* **Exercise goal**
Each entry in the listing below should be restated word for word.

|---|

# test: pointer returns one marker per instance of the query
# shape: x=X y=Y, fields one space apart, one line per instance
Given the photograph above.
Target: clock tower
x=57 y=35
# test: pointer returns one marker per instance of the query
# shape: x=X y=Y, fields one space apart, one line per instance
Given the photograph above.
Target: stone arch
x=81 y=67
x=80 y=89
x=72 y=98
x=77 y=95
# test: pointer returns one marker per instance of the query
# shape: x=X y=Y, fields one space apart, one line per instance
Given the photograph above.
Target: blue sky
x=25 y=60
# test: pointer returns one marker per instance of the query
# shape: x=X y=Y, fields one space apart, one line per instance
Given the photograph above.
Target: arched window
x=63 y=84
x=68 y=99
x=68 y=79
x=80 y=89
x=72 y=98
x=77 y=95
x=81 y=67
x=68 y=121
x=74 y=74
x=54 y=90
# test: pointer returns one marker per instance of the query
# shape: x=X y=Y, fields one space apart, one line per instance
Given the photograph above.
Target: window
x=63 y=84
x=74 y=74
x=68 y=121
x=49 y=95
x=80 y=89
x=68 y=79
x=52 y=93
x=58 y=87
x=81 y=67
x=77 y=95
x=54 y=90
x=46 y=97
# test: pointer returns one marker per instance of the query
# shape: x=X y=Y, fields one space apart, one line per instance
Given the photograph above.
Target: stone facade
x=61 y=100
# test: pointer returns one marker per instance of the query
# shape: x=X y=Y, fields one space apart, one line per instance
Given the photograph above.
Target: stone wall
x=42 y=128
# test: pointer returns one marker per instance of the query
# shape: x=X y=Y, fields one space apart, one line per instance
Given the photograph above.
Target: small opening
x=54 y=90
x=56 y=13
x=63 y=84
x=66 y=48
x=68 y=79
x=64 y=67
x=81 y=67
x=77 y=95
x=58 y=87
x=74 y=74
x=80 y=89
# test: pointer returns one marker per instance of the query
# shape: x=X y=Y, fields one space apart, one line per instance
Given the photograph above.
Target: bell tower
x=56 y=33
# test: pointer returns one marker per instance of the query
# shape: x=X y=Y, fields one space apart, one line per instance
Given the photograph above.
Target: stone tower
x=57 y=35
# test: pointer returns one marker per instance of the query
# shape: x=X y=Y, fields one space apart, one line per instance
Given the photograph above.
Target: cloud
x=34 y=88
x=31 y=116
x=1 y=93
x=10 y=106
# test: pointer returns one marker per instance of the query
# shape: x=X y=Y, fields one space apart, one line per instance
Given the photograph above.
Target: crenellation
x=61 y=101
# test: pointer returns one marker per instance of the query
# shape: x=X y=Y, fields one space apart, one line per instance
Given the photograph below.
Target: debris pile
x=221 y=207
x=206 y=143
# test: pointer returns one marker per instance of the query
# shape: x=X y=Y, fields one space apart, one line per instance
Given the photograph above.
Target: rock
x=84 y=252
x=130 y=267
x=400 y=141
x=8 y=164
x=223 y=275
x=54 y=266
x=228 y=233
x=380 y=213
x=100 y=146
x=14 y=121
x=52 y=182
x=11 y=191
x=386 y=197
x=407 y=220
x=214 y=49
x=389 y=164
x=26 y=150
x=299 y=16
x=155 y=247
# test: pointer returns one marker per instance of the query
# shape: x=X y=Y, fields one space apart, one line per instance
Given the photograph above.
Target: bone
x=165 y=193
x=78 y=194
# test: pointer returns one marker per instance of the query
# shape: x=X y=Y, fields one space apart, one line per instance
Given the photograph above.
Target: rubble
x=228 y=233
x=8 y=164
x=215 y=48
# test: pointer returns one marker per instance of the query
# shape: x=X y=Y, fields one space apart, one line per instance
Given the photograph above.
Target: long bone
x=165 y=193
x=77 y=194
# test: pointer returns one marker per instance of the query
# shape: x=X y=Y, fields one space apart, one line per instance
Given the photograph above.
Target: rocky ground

|---|

* **Answer to this task**
# test: pointer returns one marker per instance of the query
# shape: x=X y=Y, fields one space apart, one line per instance
Given the photograph above.
Target: clock tower
x=57 y=35
# test: pointer returns one marker per instance of the query
# shape: x=X y=Y, fields one space apart, one line per instance
Given the photograph above.
Target: stone arch
x=81 y=67
x=80 y=89
x=72 y=98
x=77 y=95
# test: pointer returns one marker per instance of the query
# shape: x=X y=Y, fields one space apart, one line per instance
Given the photograph above.
Target: blue sky
x=25 y=60
# test: pointer returns one marker per instance of the query
# shape: x=X y=Y, fields one space apart, one line per instance
Given the photograph above.
Target: arched window
x=63 y=84
x=68 y=99
x=68 y=79
x=80 y=89
x=72 y=98
x=77 y=95
x=81 y=67
x=68 y=121
x=74 y=74
x=54 y=90
# test: pointer returns one marker per instance of the query
# shape: x=X y=Y, fields one space apart, one line per instance
Given the photograph above.
Target: window
x=63 y=84
x=74 y=74
x=68 y=121
x=49 y=95
x=80 y=89
x=68 y=79
x=52 y=93
x=58 y=87
x=81 y=67
x=77 y=95
x=54 y=90
x=46 y=97
# test: pointer returns one marker per instance of the query
# shape: x=X y=Y, fields one space apart, one line per instance
Given the photograph above.
Target: stone facade
x=61 y=100
# test: pointer returns one marker per instance of the query
# shape: x=X y=Y, fields one space apart, one line per instance
Given the photograph above.
Target: stone wall
x=42 y=128
# test: pointer returns one marker per instance of the query
# shape: x=X y=Y, fields one space apart, one line per instance
Given the photograph above.
Target: small opening
x=54 y=90
x=56 y=13
x=63 y=84
x=66 y=48
x=68 y=79
x=64 y=67
x=81 y=67
x=77 y=95
x=58 y=87
x=74 y=74
x=80 y=89
# test: pointer returns one marker per instance of the query
# shape: x=X y=Y, fields one space apart, one line per instance
Given the photograph above.
Target: bell tower
x=56 y=33
# test: pointer returns one marker per instance of the query
# shape: x=X y=Y, fields one space apart, one line per instance
Given the photograph above.
Target: stone tower
x=57 y=35
# test: pointer returns one marker per instance of the query
# shape: x=X y=Y, fields one space apart, one line per instance
Given the photograph above.
Target: cloud
x=34 y=88
x=31 y=116
x=1 y=93
x=10 y=106
# test: pointer returns one marker per instance of the query
# shape: x=X y=Y, fields one space apart, one line per instance
Given the photograph above.
Target: crenellation
x=61 y=101
# test: pointer returns one marker per instance of the query
# shape: x=X y=Y, fields one space apart, one line per instance
Given the photograph below.
Target: debris pile
x=221 y=207
x=206 y=143
# test: pointer returns one marker per instance of the query
# shape: x=X y=Y, fields one space apart, one line per instance
Given the photograph above.
Target: rock
x=84 y=252
x=130 y=267
x=400 y=141
x=8 y=164
x=223 y=275
x=54 y=266
x=228 y=233
x=380 y=213
x=100 y=146
x=14 y=121
x=52 y=182
x=11 y=191
x=386 y=197
x=407 y=220
x=214 y=49
x=389 y=164
x=26 y=150
x=299 y=16
x=155 y=247
# test: pointer returns one marker per instance of the query
# shape: x=X y=Y, fields one space apart, one line per instance
Given the photograph above.
Target: bone
x=165 y=193
x=78 y=194
# test: pointer returns one marker per instance of the query
# shape: x=X y=Y, fields one space apart, one line per instance
Given the photograph above.
Target: rubble
x=228 y=233
x=8 y=164
x=215 y=48
# test: pointer returns one marker per instance of the query
# shape: x=X y=Y, fields one space apart, one line per instance
Given the photograph above.
Target: long bone
x=165 y=193
x=77 y=194
# test: pointer returns one marker per instance of the query
# shape: x=X y=Y, fields one space apart, one line per instance
Given the photograph above.
Target: rocky ground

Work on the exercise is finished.